*Passage given*
++++++++++

Various Artists – the language of


the language of is a compilation CD of ten pieces by eight emerging composers in NYC, many of whom are associated with the Wet Ink Ensemble.  Released by Quiet Design Records in Austin, TX, this compilation is a forward-thinking treatise on a constantly evolving new music scene.  The production, recording, and design chores were undertaken by the composers and their colleagues, thus comprising a very personalized aesthetic. the language of is an essential purchase, not only for its DIY approach, but because it contains a variety of exciting, well executed compositions.  And due to the wobbly legs of the music industry, resourceful composers could do well by using this CD as a business model.

There is an immediacy and yearning to the music featured on this CD.  The emotional content (which, of course, varies from piece to piece) is enhanced by the recording techniques used to create the myriad sound-worlds, an approach that is both startling and engaging.  There is not one ounce of sonic sterility that one might find on pristinely recorded chamber music CDs.  Many of the recording techniques used are in-your-face, close mic’d, compressed, and manipulated to each pieces’ ambient requirements.  Some of the pieces that most represent traditional chamber music are ambient mic’d, a representation that provides a bird’s-ear-view (sorry about that one) for the listener, or an aural realism, if you will.   The variety of production from piece to piece is therefore more akin to the world of rock, jazz, and experimental music.  The packaging, designed by composer Clara Latham, is an attractive and environmentally friendly cardboard cover that features nothing in the form of liner notes (this may be one of my only complaints, but it definitely adds a veil of mystery to the release).

++++++++++

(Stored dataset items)
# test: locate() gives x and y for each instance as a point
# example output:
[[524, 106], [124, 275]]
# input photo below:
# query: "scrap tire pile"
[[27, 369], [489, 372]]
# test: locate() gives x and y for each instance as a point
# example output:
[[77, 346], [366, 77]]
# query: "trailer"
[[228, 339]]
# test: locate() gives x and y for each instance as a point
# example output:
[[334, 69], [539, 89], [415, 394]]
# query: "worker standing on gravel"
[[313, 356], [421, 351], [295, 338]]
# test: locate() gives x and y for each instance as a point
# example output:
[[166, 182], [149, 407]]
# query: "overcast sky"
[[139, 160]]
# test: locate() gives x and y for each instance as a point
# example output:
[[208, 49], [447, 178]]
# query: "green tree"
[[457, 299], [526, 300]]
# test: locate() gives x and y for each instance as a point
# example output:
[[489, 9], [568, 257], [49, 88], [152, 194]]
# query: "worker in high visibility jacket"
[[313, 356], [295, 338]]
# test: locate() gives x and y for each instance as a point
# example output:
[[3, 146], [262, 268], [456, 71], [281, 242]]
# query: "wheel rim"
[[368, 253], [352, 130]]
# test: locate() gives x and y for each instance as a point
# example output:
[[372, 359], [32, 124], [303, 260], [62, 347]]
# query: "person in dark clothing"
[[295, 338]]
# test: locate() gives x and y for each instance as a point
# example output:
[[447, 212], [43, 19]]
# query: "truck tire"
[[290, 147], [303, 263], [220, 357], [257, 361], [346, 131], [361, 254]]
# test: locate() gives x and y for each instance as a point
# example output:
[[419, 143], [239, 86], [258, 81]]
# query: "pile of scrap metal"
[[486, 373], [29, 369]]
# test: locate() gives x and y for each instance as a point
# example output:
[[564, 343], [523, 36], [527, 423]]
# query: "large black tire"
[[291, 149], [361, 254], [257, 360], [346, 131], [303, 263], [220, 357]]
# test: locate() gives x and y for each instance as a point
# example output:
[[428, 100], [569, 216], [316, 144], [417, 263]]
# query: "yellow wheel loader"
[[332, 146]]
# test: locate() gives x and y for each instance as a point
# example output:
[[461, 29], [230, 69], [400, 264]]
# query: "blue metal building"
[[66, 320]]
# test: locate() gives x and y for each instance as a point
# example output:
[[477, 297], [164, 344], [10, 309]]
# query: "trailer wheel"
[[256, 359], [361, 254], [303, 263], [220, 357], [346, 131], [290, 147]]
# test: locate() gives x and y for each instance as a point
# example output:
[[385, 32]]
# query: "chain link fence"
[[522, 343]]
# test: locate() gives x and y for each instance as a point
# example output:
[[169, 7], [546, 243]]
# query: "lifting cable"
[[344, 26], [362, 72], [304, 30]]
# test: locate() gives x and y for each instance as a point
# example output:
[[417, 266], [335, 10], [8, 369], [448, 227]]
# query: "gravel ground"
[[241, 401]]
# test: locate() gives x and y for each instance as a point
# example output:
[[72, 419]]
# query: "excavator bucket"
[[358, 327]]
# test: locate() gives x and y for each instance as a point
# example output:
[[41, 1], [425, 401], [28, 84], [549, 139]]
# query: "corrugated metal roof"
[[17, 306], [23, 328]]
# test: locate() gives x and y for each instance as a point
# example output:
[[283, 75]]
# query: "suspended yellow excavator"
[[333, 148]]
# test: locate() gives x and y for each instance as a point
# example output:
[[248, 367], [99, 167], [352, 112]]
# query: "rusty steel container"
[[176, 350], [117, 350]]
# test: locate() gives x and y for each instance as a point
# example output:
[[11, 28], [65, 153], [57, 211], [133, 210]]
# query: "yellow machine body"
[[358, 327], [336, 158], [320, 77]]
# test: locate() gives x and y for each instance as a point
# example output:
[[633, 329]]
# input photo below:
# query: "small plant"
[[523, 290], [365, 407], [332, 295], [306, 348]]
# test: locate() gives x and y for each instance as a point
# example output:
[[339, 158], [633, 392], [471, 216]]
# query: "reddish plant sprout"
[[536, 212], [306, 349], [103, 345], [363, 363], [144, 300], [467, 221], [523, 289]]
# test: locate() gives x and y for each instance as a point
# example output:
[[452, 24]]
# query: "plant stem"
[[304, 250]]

++++++++++

*Task to complete*
According to the CD review, who designed the compilation's packaging?

*The reply*
Composer Clara Latham